Set of tasks:
A) In the API design article, what year did the writer join Apiture?
B) From the API design article, copy the part starting with "We can identify/discover" and going on through "API Design First)", word for word.
C) Pick up the API design article where it stops and write what comes next.

** Opening Excerpt provided block **

This article is a re-presentation 1— a director’s cut, if you will — of my talk of the same name at the 2024 Nordic APIs Austin API Summit. My talk kicked off the “API Design track on the first day of the conference. You can view my talk on YouTube and other talks on the 2024 Nordic APIs Austin API Summit playlist
About Me
Software professional for 38 years
Have been defining “APIs” for most of that time
For many years, “APIs” were libraries and frameworks that I wrote in C, SAS, Java etc.
then I started designing REStful APIs
I Headed SAS’ API Center of Excellence for 5+ years
I joined Apiture as an API designer when it was founded in 2017. I now serve as Chief API Officer (API design, DX)
API Design Is
(This is my own take. You probably have a different definition - please share in the comments!)
Understanding Business Requirements and the problem(s) to be solved
Translating Requirements into an API that solves those problems
Creating a durable abstraction which
is fit to the problem/product at hand
is comprehensible/usable
isolates clients from change and details that should not impact them
can evolve over time
API Design is an Art
Each API is a Commissioned Work
The Role of Creativity in API Design
API Design artifacts [should] have aesthetics
Beauty - Elegance - Balance - Harmony
The Role of Creativity in API Design
Is Creativity (Novelty) Welcome in API Design?
Creativity is in Conflict with Developer Experience
Creativity is in Conflict with Consistency
Creativity Increases Learning Curve
Creativity Ignores Reuse
Using Greek letters or musical notes in API path elements is certainly creative, but that does not make the API good or usable.
Instead of being highly creative,
APIs must be Utilitarian
APIs must value Function over Form,
APIs must value Substance over Style
A “beautiful, elegant” API that no one can use is an
Abominable Pretender Imposter
API Design is a Science
(or at least a scientific endeavor)
We can study APIs (…easier if they are defined using API specification languages)
We can identify/discover Patterns
We can apply rigor, methods, and standards to API Design
We can learn from others
We can evolve our practice
We can improve the State of the Art of API Design
API Design is an Act of Intelligence
In my mind, API Design is a whole brain activity which employs both Art and Science, making it an act of intelligence.
API Design weighs multiple competing forces
Domain Analysis / Modeling (see API Design First is not API Design First)
Solve the problems at hand
Security (see Understanding the Language of API Security)
Developer Experience
Ease of Use
Clarity
Can be implemented
Consistency
Conceptual Integrity
API Evolution
API Design is… The Art of Making Decisions
API designers must choose from many alternate/possible design options
Use rubrics or decision procedures
Record and measure outcomes
Knowing when applying a pattern is the right decision… and knowing when it is not
CRUDL | HATEOAS | REST vs. RPC vs…
Naming things is a good summary of decisions that impact API design
On AI
aboard.com/podcast/startup-year-in-review/
Everybody thinks everybody else’s job is easy.
“… maybe Anna Indiana represents the first steps towards some sort of AI pop star. Maybe she could write a better song. Maybe she could be 50% good instead of 100% horrifying. But what I wish I could get across to our friends in the Palo Alto area is that the last 20% is really, actually, hard—not just in tech, but in writing, music-making, carpentry, middle-school teaching, cobbling—it’s a grind.”

** Closing Excerpt provided block **
** Opening Record excerpts block **

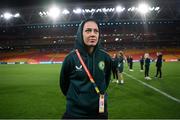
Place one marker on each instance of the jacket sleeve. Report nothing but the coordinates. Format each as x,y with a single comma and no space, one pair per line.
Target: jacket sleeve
108,71
64,76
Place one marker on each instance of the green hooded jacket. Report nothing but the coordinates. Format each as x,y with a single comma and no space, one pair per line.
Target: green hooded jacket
82,99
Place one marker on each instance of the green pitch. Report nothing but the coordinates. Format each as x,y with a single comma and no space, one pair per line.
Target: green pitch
32,92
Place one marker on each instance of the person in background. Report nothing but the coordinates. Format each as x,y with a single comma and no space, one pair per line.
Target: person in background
147,65
141,63
85,75
120,66
114,68
131,63
159,65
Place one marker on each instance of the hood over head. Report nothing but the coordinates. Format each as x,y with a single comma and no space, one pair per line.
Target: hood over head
79,42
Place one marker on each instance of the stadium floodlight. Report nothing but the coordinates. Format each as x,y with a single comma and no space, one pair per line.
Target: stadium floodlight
65,11
7,15
17,15
77,11
157,8
143,8
54,12
119,9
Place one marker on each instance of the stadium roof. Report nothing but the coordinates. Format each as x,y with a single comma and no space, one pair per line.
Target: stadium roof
30,3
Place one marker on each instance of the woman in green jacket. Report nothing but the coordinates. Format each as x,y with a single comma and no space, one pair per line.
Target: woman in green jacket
83,100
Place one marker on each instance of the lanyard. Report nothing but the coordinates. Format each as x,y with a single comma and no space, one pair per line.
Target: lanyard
87,71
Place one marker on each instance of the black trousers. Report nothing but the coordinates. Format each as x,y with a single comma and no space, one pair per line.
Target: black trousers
158,72
103,116
146,70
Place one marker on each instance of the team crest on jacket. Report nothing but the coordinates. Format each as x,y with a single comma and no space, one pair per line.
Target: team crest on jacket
79,68
101,65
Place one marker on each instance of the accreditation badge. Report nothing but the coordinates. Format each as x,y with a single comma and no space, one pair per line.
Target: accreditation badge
101,103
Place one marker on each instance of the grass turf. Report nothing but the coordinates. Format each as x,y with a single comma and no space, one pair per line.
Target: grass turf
32,92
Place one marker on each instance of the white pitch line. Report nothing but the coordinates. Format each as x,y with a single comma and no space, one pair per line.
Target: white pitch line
163,93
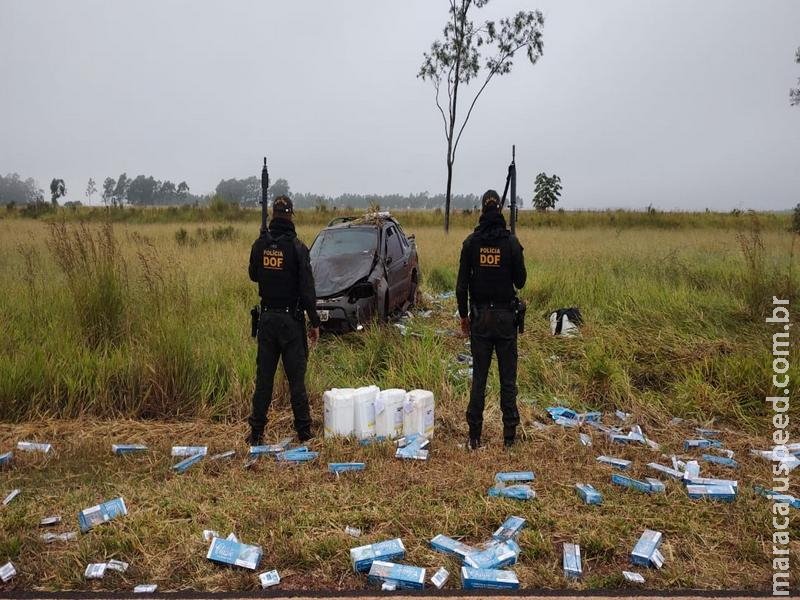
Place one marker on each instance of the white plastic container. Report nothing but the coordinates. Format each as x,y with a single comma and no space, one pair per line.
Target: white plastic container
389,413
364,409
339,413
418,413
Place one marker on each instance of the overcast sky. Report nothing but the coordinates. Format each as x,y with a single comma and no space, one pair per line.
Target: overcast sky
682,104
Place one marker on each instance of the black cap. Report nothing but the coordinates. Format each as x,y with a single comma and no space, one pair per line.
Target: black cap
490,201
282,205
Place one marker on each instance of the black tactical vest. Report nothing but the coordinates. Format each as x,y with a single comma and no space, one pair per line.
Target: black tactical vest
491,279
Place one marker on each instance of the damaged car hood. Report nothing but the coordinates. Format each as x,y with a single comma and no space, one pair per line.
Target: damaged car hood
335,274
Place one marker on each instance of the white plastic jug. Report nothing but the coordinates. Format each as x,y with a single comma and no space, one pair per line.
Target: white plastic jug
339,413
418,413
364,408
389,413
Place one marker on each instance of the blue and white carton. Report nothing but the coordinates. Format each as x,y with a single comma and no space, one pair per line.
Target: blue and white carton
101,513
588,493
496,556
228,552
510,529
645,553
572,561
363,556
447,545
182,466
188,450
488,579
617,463
725,493
404,576
512,477
127,448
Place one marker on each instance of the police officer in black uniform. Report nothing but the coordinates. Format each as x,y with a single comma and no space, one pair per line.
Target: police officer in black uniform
491,267
280,264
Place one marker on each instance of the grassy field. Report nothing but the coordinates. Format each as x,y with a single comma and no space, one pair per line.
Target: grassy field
139,332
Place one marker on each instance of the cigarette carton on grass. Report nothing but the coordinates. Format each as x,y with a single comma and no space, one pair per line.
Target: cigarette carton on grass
496,556
101,513
572,561
387,551
512,477
269,579
588,493
510,529
342,467
404,576
645,553
188,450
127,448
182,466
724,493
447,545
488,579
617,463
228,552
720,460
515,492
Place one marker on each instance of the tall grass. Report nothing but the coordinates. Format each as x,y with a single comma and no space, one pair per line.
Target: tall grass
128,319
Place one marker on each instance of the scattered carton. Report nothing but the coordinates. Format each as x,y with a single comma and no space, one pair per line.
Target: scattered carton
617,463
447,545
228,552
95,571
128,448
12,494
403,576
342,467
674,473
720,460
488,579
588,493
353,532
7,571
572,561
645,553
34,447
101,513
510,529
725,493
439,578
701,443
632,577
188,450
516,492
49,538
182,466
117,565
223,455
513,477
496,556
269,579
389,550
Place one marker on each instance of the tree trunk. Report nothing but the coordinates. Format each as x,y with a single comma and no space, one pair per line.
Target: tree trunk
447,196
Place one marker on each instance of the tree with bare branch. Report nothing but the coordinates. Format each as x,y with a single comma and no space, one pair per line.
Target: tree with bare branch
456,60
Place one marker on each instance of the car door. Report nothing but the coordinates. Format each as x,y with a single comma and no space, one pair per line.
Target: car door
396,267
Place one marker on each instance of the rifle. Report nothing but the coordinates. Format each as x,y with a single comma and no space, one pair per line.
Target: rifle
511,179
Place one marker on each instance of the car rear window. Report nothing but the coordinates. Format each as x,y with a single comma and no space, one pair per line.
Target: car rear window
339,242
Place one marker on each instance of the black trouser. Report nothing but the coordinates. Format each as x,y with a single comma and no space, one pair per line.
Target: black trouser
281,336
493,330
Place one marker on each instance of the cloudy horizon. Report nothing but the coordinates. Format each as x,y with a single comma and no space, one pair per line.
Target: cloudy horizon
675,104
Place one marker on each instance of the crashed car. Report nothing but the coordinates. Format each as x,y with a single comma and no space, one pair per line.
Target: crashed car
364,268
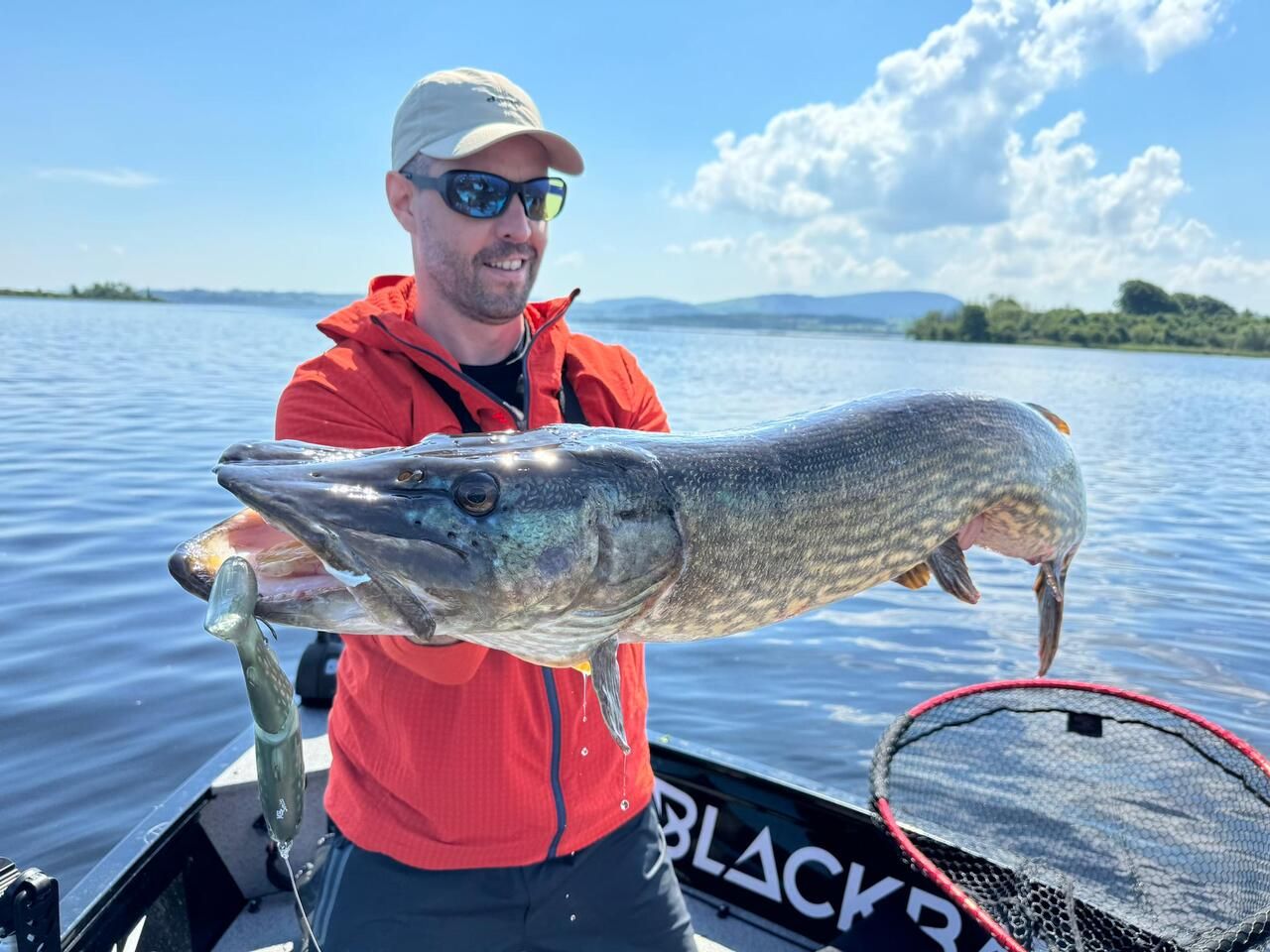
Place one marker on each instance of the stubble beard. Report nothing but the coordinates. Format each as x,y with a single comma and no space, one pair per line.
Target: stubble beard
462,282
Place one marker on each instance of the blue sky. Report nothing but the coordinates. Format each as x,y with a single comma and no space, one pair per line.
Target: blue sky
1044,150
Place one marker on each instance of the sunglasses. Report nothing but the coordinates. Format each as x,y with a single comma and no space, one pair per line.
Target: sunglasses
481,194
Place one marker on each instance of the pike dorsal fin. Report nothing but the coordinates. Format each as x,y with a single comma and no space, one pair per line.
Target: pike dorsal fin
1060,422
915,578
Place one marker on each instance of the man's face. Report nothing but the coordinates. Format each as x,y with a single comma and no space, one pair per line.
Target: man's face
461,257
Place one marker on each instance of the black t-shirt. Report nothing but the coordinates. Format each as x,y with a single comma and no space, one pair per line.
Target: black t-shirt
506,379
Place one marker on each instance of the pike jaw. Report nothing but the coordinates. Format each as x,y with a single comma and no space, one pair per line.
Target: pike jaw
535,543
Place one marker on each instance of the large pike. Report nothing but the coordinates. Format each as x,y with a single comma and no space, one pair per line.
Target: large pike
558,543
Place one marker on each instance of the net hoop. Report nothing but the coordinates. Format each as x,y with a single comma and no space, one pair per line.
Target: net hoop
915,855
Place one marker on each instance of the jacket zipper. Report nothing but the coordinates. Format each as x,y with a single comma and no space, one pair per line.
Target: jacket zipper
557,787
522,424
520,416
548,675
517,416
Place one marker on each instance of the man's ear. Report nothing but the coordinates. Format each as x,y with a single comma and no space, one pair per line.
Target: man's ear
400,194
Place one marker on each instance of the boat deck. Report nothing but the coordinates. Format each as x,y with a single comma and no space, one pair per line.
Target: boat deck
273,927
270,921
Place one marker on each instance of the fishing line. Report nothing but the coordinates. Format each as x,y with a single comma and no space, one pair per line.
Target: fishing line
285,852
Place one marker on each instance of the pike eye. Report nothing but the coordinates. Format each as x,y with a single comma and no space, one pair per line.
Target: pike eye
476,493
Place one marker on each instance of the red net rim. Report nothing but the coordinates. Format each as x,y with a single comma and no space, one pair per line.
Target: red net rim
1232,739
922,862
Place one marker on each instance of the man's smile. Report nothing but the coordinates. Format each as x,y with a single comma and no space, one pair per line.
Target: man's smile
508,264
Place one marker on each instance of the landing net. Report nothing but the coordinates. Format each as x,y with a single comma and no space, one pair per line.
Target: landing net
1070,816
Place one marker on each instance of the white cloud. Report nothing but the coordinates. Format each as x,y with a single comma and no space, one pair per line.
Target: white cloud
926,144
113,178
715,248
925,177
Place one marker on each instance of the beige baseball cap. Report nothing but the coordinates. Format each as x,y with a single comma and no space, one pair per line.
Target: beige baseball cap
453,113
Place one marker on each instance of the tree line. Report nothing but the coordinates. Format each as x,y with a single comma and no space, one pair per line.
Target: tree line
1147,316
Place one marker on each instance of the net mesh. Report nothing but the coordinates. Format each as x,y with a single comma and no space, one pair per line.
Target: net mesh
1083,820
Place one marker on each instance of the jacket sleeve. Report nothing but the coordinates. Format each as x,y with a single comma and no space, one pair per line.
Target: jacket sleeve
314,409
647,413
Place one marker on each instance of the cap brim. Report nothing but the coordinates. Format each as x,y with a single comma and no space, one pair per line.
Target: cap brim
562,154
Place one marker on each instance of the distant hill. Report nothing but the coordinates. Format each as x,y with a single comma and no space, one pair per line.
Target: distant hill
879,311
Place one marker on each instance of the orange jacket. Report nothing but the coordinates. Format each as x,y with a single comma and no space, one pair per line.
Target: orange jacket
458,757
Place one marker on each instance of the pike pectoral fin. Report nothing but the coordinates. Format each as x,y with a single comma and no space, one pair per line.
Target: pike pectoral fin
608,688
915,578
952,572
1049,585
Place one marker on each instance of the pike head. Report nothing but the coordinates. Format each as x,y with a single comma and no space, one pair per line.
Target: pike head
540,543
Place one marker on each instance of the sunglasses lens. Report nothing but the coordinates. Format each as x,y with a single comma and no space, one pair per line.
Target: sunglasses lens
544,198
477,194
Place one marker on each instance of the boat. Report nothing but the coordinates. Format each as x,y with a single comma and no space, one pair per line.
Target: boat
769,862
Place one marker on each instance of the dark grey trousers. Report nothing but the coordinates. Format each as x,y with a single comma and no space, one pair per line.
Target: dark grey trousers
619,893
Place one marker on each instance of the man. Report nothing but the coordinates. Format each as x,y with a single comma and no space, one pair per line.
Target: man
477,805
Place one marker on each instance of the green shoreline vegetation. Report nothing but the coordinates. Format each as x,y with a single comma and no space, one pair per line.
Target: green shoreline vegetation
100,291
1147,317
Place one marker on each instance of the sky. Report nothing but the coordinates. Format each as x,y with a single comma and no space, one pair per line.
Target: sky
1042,150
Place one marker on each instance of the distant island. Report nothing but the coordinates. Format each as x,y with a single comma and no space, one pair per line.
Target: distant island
1147,317
102,291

** Closing Record excerpts block **

Responses by item number:
A) 2017

B)
We can identify/discover Patterns
We can apply rigor, methods, and standards to API Design
We can learn from others
We can evolve our practice
We can improve the State of the Art of API Design
API Design is an Act of Intelligence
In my mind, API Design is a whole brain activity which employs both Art and Science, making it an act of intelligence.
API Design weighs multiple competing forces
Domain Analysis / Modeling (see API Design First is not API Design First)

C)
On AI (continued)
Current AI technologies (generative AI, Large Language Models (LLMs) rely heavily on Tons o’ Training DataTM
What APIs will you use to train your API Generating AI?
Are the decisions made when creating those APIs correct?
Does the training data fit your domain?
Do those APIs solve similar problems?
Do styles match your developers’ needs?
Was your AI trained on poor API designs like Pet Store or crAPI … or worse? How do you know? How do you continue to know?
On AI-Generated API Designs
An API Designed by an AI trained on Tons ‘o [Open Source] Training DataTM….
Is an API Designed by Crowdsourced Committee
API generating robots breathing down your neck?
Having an AI write your API definition is like pushing a horse with a rope….
API design through Prompt Engineering
An AI is not (yet) going to challenge requirements that are poor or not articulated well
To succeed, and AI needs to participate in PR reviews and other human feedback - perhaps this requires true artificial general intelligence (AGI)
We have to be (can be) better than the AI
We have to do the first 20% and the last 20% that are hard
Good APIs….
Are “Frustration Free Packaging”
Obvious, Comprehensible, and Intuitive - an Open Book
Reveal their intent (self-explanatory)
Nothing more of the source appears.